Reading passage below:
Is there a role for expectation maximization imputation in addressing missing data in research using WOMAC questionnaire? Comparison to the standard mean approach and a tutorial.
Academic Article
Overview
abstract
BACKGROUND: Standard mean imputation for missing values in the Western Ontario and Mc Master (WOMAC) Osteoarthritis Index limits the use of collected data and may lead to bias. Probability model-based imputation methods overcome such limitations but were never before applied to the WOMAC. In this study, we compare imputation results for the Expectation Maximization method (EM) and the mean imputation method for WOMAC in a cohort of total hip replacement patients. METHODS: WOMAC data on a consecutive cohort of 2,062 patients scheduled for surgery were analyzed. Rates of missing values in each of the WOMAC items from this large cohort were used to create missing patterns in the subset of patients with complete data. EM and the WOMAC's method of imputation are then applied to fill the missing values. Summary score statistics for both methods are then described through box-plot and contrasted with the complete case (CC) analysis and the true score (TS). This process is repeated using a smaller sample size of 200 randomly drawn patients with higher missing rate (5 times the rates of missing values observed in the 2,062 patients capped at 45%). RESULTS: Rate of missing values per item ranged from 2.9% to 14.5% and 1,339 patients had complete data. Probability model-based EM imputed a score for all subjects while WOMAC's imputation method did not. Mean subscale scores were very similar for both imputation methods and were similar to the true score; however, the EM method results were more consistent with the TS after simulation. This difference became more pronounced as the number of items in a subscale increased and the sample size decreased. CONCLUSIONS: The EM method provides a better alternative to the WOMAC imputation method. The EM method is more accurate and imputes data to create a complete data set. These features are very valuable for patient-reported outcomes research in which resources are limited and the WOMAC score is used in a multivariate analysis.
End of Reading passage.
Tasks to carry out
- a) Rewrite the WOMAC imputation article from the words "Is there a role" through "and a tutorial.", replacing "questionnaire" with "survey".
- b) In the WOMAC imputation article, how many patients had complete data?
- c) List the section headings in the abstract of the WOMAC imputation article.
Information supplied below:
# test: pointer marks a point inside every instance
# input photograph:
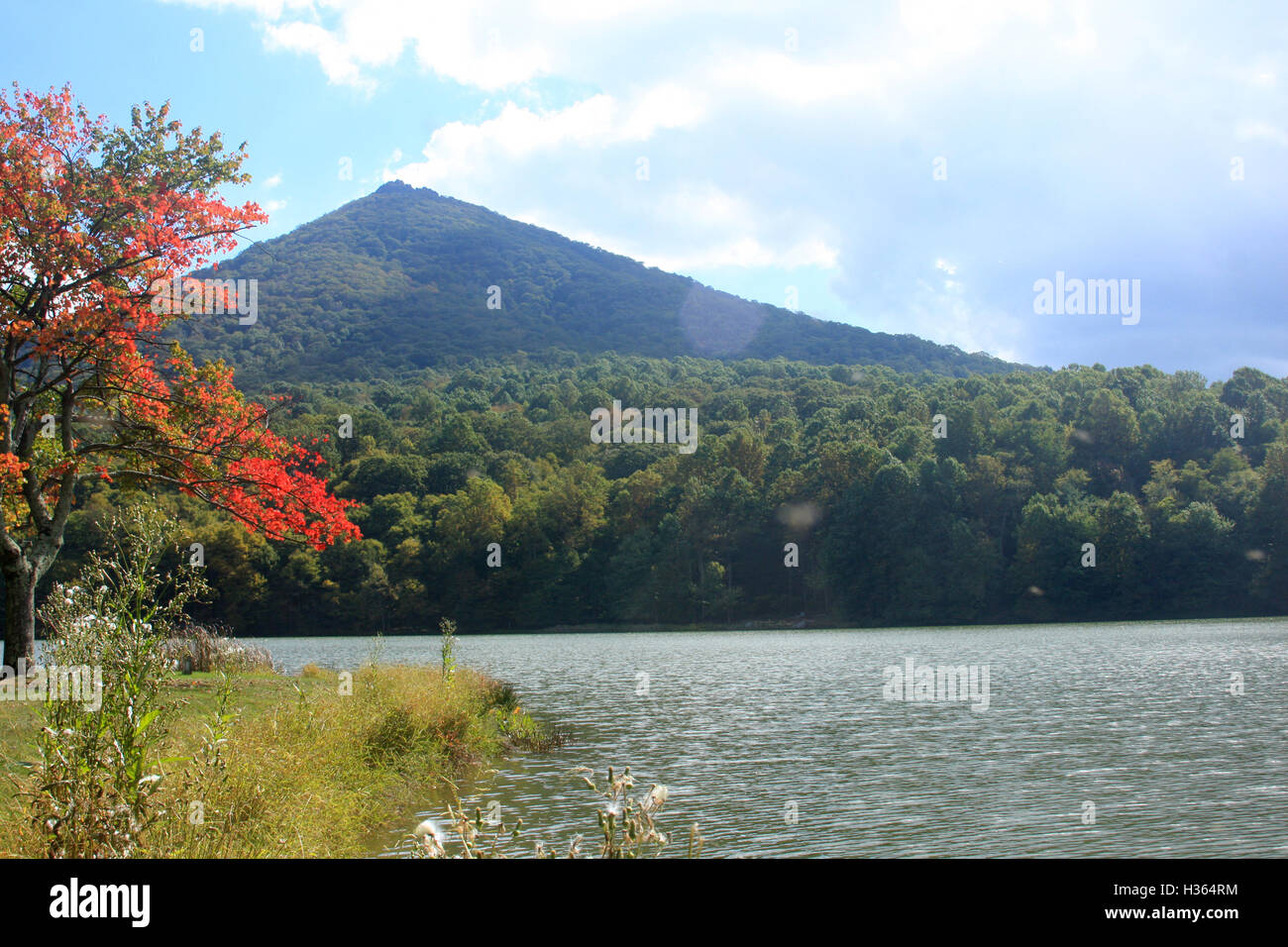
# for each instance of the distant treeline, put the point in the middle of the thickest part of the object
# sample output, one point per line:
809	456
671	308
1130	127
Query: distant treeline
End of Information supplied.
Answers by task
- a)
Is there a role for expectation maximization imputation in addressing missing data in research using WOMAC survey? Comparison to the standard mean approach and a tutorial.

- b) 1,339 patients

- c) BACKGROUND, METHODS, RESULTS, CONCLUSIONS